= WORK TO BE COMPLETED =
Whatever follows the line containing "As part of our data-labeling pipeline, annotate every mesh" in the listing below should be printed exactly, along with that line itself.

◆ ◆ ◆

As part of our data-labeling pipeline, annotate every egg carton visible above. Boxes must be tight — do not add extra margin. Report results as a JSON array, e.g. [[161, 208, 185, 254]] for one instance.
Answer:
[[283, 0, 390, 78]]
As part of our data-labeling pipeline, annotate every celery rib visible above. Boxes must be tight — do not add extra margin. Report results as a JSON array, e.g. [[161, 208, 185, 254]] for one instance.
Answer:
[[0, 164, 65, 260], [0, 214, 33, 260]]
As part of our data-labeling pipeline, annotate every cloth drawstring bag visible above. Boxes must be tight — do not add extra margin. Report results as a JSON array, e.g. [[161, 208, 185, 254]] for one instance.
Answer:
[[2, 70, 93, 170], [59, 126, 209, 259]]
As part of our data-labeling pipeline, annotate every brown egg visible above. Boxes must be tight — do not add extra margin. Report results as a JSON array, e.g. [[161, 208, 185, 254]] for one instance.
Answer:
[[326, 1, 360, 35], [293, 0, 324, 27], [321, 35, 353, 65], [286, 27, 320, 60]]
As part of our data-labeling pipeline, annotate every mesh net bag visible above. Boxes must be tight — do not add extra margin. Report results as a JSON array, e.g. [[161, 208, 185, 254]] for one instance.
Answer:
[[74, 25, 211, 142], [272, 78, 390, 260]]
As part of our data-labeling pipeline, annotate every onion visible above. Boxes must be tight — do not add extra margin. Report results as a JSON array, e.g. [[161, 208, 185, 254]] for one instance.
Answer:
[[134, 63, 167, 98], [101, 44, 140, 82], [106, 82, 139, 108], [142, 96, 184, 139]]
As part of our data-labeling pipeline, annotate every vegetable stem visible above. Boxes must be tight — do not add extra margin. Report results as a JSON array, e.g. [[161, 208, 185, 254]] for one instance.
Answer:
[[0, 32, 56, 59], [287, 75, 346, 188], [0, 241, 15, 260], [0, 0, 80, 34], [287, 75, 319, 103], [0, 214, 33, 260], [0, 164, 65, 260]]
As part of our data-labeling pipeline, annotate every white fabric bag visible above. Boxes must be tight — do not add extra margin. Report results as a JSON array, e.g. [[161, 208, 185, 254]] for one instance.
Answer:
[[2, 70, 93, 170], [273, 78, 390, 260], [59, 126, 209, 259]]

◆ ◆ ◆

= PROBLEM SOLUTION =
As part of our data-labeling pipeline, annotate every mesh net bag visible above. Boxes must be tight — do not add extra margin. Report results as a JSON array, e.g. [[161, 208, 185, 254]] for one instance.
Answer:
[[74, 25, 211, 142], [272, 78, 390, 260]]
As part of our data-labeling pipeline, annotate every onion visible above. Boxes must be tight — do not add extra margin. Report results as a JSON array, e.g. [[161, 208, 185, 254]] for one instance.
Answer:
[[134, 63, 167, 98], [101, 44, 140, 82], [106, 82, 139, 108], [142, 96, 184, 139]]
As part of our data-labeling pipeline, annotate every vegetable stem visible above. Boxes must be tight — do not add extra margin. Report results as a JSON array, e.g. [[161, 208, 185, 254]] for one instance.
Answer:
[[0, 32, 56, 59], [287, 75, 346, 188], [0, 241, 15, 260], [0, 0, 80, 34], [287, 75, 319, 103], [0, 214, 33, 260], [0, 164, 65, 260]]
As part of our data-labeling pipeline, annotate every white fabric bag visible above. Boxes must be tight — do not add extra margin. Report results as a JSON array, e.g. [[161, 208, 185, 254]] for one instance.
Answer:
[[2, 70, 93, 170], [273, 78, 390, 260], [59, 126, 209, 259]]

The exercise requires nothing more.